Text shown
------------------------------------------------------------
— 5 min read
Ounce of Prevention: Avoiding the Top 5 Mistakes of Preconstruction
Last Updated Nov 14, 2025
Bruno Pasini
Senior Solutions Engineer, Overlay, PM & Preconstruction
Bruno Pasini is a Solutions Engineer at Procore, where he develops new tools to simplify and streamline the preconstruction process. He spent nearly 20 years as an estimator and project manager for general contractors and specialty contractors in New York and California. He currently lives in San Diego.
Diane McCormick
Writer
43 articles
Diane McCormick is a freelance journalist covering construction, packaging, manufacturing, natural gas distribution, and waste oil recycling. A proud resident of Harrisburg, PA, Diane is well-versed in several types of digital and print media. Recognized as one of the premier voices in her region, she was recognized as the Keystone Media Freelance Journalist of the Year in 2022 and again in 2023.
Last Updated Nov 14, 2025

In construction, the attention lavished on preconstruction pays off in a project completed on time, on budget, and of the highest quality. Preconstruction mistakes, on the other hand, can balloon into time-consuming rework, costly errors, and quality slip-ups.
This article explores how the five most common mistakes of preconstruction happen, their consequences, and the solutions found in communication and transparency.
Table of contents
The Keys to Success
Construction pros know the “project management triangle” as a guide for prioritizing time, cost, or quality in every decision.
------------------------------------------------------------
Material
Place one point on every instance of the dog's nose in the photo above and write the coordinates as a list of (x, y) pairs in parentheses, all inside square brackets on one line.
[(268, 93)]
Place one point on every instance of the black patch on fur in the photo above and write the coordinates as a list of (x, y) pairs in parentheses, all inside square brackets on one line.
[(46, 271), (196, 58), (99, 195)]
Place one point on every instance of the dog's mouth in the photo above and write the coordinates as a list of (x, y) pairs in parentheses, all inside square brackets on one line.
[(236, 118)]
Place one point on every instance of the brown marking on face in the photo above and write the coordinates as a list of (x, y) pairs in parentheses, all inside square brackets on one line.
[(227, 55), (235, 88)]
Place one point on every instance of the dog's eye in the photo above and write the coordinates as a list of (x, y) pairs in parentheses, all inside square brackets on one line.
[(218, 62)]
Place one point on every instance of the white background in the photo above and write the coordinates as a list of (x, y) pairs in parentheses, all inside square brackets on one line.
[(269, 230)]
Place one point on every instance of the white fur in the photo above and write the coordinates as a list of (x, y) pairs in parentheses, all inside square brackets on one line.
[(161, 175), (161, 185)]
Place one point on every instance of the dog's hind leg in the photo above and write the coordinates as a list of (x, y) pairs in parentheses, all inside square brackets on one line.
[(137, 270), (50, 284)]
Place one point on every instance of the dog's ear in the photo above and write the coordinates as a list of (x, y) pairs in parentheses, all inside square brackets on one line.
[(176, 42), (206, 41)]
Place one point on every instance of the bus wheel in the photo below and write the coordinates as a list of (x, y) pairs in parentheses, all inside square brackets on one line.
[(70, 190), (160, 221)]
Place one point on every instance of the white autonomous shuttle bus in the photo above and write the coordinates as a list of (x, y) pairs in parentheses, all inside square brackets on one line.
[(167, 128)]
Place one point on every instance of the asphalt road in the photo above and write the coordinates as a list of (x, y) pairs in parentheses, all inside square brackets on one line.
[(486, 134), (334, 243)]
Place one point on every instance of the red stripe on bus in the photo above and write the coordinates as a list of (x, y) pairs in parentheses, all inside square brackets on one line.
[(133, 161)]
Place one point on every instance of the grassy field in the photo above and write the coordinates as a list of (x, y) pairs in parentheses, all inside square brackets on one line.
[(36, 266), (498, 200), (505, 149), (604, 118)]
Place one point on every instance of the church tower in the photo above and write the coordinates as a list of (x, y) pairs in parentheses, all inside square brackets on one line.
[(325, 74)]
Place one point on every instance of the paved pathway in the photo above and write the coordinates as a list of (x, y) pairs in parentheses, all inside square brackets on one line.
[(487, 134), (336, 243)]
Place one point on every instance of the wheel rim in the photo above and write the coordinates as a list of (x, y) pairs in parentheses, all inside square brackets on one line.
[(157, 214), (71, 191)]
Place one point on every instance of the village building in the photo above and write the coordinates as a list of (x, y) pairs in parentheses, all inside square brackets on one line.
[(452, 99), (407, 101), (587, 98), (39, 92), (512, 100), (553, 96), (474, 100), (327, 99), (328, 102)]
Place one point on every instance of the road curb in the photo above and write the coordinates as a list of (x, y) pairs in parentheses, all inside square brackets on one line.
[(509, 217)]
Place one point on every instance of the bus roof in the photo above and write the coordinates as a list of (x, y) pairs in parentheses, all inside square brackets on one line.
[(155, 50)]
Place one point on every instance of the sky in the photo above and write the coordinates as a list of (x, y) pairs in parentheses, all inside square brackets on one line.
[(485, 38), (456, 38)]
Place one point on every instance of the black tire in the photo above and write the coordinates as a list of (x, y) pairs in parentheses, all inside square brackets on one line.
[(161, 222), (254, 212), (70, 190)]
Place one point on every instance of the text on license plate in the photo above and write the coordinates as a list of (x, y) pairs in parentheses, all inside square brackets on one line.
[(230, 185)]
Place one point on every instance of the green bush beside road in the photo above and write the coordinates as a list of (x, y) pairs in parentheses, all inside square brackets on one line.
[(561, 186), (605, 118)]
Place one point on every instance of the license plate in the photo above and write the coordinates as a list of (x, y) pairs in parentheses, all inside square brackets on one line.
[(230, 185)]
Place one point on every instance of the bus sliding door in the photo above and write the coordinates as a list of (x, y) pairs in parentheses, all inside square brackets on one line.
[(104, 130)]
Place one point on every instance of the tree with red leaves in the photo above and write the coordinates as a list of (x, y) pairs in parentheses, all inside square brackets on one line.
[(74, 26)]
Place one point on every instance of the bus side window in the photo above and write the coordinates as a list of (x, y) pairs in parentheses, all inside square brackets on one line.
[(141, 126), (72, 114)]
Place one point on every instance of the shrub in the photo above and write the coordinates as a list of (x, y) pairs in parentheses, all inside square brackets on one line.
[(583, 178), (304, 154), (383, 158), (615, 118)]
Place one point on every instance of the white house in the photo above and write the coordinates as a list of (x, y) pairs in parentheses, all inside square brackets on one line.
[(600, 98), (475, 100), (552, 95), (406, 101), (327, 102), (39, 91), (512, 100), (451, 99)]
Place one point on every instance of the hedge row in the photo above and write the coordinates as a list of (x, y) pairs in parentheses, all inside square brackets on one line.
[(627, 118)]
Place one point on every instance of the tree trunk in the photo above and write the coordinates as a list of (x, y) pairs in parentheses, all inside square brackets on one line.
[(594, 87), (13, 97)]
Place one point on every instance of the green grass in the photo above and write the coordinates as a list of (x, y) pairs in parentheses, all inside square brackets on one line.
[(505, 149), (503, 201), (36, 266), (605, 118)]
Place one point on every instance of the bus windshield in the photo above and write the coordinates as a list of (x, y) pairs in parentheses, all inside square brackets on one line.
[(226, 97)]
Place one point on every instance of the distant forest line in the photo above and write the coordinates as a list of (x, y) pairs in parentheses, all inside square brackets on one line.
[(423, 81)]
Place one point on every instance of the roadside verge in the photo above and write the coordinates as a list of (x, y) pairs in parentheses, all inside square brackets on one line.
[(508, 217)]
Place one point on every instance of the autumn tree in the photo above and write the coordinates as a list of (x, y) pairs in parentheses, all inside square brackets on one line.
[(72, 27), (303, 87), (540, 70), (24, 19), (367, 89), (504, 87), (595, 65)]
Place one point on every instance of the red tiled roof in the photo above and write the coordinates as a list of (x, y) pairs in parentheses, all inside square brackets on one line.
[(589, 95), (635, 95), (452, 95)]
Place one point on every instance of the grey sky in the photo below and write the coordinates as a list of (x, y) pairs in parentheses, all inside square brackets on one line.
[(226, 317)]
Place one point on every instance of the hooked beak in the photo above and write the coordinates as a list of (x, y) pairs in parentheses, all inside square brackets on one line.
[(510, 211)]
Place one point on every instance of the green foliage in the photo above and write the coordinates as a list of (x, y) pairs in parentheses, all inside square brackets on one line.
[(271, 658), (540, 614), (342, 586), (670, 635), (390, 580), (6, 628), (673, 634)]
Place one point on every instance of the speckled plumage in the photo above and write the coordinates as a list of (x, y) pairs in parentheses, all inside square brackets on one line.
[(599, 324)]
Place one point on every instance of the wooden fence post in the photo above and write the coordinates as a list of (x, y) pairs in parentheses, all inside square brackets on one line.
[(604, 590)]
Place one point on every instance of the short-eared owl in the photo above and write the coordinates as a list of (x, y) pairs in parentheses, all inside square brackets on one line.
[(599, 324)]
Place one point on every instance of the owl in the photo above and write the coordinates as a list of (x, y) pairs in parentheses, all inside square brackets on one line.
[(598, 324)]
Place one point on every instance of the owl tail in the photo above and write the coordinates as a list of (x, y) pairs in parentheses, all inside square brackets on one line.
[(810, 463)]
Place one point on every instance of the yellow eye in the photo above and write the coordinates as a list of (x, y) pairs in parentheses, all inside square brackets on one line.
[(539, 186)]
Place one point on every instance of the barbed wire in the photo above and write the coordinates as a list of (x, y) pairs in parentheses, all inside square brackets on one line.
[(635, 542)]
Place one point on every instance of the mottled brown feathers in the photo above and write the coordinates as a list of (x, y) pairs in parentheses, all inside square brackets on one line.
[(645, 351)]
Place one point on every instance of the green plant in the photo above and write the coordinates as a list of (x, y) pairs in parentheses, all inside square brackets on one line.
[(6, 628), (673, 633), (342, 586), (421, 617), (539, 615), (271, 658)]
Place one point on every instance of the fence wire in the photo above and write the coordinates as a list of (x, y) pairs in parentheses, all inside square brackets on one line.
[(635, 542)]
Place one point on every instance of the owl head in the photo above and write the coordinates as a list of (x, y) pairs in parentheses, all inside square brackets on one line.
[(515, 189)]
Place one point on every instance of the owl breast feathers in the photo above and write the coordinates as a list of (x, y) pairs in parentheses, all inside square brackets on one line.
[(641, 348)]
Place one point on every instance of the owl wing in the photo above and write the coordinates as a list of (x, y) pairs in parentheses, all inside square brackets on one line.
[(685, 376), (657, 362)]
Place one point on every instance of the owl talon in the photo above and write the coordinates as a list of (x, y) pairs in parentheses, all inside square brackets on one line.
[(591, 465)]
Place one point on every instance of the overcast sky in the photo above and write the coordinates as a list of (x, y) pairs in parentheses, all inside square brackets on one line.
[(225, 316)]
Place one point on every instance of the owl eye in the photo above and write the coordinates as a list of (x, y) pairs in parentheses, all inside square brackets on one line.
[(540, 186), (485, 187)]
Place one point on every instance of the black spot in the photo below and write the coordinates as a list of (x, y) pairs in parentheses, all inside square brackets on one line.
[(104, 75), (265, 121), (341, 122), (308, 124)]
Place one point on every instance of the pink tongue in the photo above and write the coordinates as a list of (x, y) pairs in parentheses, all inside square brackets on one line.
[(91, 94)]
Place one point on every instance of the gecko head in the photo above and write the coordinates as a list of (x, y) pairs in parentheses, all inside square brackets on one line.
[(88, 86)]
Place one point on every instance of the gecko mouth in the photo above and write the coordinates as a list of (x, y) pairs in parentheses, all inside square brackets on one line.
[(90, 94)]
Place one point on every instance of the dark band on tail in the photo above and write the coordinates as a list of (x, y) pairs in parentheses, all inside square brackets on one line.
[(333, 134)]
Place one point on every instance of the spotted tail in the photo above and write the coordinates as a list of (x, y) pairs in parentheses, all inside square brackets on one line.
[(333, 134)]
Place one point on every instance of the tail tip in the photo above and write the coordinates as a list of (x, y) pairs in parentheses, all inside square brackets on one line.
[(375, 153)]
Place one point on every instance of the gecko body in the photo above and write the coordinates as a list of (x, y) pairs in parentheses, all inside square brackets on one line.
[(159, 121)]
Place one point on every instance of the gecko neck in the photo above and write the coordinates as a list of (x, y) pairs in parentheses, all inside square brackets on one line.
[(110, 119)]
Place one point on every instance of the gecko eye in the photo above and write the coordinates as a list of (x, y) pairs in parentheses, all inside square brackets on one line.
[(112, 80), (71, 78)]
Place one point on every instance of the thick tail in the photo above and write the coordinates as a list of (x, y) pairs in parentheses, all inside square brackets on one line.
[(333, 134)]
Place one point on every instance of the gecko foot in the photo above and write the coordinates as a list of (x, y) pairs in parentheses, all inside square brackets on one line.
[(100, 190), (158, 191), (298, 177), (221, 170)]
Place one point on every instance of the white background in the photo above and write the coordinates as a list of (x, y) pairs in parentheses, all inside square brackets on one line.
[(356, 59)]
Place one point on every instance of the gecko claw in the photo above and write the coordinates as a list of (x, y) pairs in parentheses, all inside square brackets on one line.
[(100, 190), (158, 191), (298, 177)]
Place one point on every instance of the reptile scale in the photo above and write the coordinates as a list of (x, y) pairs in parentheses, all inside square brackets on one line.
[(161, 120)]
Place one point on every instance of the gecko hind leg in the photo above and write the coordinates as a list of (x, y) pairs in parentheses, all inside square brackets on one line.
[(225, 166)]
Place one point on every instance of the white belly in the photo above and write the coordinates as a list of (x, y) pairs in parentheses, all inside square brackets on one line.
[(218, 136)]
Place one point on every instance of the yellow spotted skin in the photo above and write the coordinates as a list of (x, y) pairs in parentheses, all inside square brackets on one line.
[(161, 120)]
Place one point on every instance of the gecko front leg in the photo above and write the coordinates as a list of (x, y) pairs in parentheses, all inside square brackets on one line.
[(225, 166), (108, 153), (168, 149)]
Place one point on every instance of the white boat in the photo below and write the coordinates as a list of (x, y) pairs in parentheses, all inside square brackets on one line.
------------------------------------------------------------
Required tasks
a - In the preconstruction article, how many years did Bruno Pasini spend as an estimator and project manager?
b - Convert the records into a Markdown table with the columns Row and Line, starting at the line that contains "Place one point on every instance of the gecko hind" and ending at the last line of the records, leaving out blank lines.

Full solutions
a - Nearly 20 years.

b -
| Row | Line |
|---|---|
| 1 | Place one point on every instance of the gecko hind leg in the photo above and write the coordinates as a list of (x, y) pairs in parentheses, all inside square brackets on one line. |
| 2 | [(225, 166)] |
| 3 | Place one point on every instance of the white belly in the photo above and write the coordinates as a list of (x, y) pairs in parentheses, all inside square brackets on one line. |
| 4 | [(218, 136)] |
| 5 | Place one point on every instance of the yellow spotted skin in the photo above and write the coordinates as a list of (x, y) pairs in parentheses, all inside square brackets on one line. |
| 6 | [(161, 120)] |
| 7 | Place one point on every instance of the gecko front leg in the photo above and write the coordinates as a list of (x, y) pairs in parentheses, all inside square brackets on one line. |
| 8 | [(225, 166), (108, 153), (168, 149)] |
| 9 | Place one point on every instance of the white boat in the photo below and write the coordinates as a list of (x, y) pairs in parentheses, all inside square brackets on one line. |